I'd like every line from the material below that has "shorts" in it.

*** Provided information ***

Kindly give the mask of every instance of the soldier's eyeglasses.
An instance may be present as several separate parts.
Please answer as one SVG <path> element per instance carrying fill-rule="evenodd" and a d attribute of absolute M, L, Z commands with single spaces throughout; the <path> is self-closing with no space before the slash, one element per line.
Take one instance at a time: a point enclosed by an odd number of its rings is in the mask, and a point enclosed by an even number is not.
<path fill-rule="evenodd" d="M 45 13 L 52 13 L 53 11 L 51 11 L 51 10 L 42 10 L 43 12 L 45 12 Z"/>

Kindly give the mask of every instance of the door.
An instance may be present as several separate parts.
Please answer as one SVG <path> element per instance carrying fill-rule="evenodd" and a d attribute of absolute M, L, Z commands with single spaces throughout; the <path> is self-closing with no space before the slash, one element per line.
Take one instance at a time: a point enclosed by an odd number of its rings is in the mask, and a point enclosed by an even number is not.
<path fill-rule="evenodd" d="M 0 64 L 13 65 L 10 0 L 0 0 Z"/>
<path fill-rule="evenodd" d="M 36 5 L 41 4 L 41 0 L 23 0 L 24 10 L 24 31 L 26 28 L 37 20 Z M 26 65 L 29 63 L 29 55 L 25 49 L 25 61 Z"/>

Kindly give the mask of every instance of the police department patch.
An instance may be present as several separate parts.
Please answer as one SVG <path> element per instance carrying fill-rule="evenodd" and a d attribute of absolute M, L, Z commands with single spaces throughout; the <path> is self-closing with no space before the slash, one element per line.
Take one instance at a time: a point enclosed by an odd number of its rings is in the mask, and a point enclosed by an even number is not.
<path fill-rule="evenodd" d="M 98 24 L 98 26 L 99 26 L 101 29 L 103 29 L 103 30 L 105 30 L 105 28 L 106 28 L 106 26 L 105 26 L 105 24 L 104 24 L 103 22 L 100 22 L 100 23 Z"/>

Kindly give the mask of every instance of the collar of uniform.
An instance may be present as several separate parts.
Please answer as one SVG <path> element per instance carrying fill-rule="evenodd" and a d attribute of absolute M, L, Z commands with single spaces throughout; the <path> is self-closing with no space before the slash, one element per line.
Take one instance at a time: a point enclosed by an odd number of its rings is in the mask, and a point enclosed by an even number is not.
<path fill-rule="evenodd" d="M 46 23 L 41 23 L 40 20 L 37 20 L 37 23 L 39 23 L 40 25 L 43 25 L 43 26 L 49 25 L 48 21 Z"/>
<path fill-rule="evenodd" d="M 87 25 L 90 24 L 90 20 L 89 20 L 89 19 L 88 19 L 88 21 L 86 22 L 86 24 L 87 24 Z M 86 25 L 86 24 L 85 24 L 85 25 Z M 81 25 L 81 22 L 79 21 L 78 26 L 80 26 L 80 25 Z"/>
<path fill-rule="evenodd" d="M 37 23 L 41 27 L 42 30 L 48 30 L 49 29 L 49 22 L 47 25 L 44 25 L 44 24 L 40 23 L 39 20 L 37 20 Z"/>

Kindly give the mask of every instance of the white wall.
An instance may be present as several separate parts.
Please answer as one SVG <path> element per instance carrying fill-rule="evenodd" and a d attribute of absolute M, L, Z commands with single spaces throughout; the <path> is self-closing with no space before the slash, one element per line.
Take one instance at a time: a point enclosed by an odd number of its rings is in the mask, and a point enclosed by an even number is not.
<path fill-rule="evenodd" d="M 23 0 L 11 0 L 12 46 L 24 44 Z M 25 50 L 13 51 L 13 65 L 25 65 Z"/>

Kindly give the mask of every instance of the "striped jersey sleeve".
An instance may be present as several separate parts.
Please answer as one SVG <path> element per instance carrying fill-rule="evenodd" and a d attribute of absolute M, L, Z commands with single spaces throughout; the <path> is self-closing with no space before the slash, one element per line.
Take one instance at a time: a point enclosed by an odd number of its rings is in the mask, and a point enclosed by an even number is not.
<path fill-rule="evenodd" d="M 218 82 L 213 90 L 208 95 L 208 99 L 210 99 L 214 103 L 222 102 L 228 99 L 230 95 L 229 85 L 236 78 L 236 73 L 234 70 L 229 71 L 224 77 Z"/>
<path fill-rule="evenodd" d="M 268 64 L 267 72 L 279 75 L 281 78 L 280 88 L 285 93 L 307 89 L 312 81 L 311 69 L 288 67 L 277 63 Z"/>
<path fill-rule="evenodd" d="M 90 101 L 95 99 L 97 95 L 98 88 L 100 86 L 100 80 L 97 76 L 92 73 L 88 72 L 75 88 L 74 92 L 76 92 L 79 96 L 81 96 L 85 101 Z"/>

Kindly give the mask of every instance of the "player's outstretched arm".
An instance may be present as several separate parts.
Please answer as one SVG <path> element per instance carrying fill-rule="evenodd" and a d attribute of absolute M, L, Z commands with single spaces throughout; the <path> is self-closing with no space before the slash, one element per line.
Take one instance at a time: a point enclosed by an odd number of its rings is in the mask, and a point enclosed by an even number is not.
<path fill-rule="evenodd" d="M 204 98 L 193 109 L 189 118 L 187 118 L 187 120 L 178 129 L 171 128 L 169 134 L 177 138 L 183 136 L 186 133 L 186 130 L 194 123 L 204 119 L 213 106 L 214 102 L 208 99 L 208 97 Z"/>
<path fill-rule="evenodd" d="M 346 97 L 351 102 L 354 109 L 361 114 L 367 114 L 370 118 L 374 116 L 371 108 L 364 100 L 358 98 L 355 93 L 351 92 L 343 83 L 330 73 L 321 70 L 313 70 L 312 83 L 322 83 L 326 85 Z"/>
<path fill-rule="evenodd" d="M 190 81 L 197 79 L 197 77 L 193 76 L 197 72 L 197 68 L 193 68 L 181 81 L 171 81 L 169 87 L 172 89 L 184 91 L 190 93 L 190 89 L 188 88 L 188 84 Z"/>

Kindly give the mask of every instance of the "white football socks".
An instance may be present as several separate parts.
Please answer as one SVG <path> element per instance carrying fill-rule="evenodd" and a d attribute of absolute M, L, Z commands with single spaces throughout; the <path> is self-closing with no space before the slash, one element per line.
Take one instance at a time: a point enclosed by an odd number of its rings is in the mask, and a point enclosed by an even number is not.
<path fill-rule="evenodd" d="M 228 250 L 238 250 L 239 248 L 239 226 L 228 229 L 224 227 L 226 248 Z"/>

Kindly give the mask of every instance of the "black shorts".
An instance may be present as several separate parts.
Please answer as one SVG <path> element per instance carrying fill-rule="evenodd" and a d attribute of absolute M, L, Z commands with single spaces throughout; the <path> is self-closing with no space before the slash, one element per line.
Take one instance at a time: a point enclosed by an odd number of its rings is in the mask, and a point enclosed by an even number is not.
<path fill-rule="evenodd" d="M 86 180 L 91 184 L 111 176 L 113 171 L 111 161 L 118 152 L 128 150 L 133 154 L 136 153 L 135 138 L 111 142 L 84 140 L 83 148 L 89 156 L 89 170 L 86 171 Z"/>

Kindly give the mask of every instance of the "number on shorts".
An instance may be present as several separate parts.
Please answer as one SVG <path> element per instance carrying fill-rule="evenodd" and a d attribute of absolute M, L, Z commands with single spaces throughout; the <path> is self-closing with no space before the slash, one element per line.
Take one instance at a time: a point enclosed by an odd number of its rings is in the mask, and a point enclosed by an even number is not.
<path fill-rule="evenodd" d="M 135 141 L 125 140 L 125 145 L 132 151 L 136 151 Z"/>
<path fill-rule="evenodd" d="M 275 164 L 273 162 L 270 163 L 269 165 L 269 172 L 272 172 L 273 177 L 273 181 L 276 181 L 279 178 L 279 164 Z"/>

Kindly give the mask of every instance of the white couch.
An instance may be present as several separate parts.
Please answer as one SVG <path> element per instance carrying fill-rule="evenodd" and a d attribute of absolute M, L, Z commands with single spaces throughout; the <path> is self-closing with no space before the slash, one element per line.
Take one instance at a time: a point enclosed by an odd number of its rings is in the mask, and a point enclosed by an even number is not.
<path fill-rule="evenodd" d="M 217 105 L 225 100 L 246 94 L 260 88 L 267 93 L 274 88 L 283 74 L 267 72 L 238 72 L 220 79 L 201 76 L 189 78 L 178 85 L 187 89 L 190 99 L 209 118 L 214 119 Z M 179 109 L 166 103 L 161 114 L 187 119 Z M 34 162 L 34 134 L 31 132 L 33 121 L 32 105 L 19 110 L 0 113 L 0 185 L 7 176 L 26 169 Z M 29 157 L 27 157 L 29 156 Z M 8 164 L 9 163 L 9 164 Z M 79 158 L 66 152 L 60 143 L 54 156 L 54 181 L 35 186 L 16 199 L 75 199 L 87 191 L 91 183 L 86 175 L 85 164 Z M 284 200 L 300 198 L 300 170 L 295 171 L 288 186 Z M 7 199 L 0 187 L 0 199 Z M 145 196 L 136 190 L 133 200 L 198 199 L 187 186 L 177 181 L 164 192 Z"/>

*** End of Provided information ***

**Reply to the exercise:**
Kindly give the mask of every instance of the "black shorts".
Kindly give the mask of every instance of the "number on shorts".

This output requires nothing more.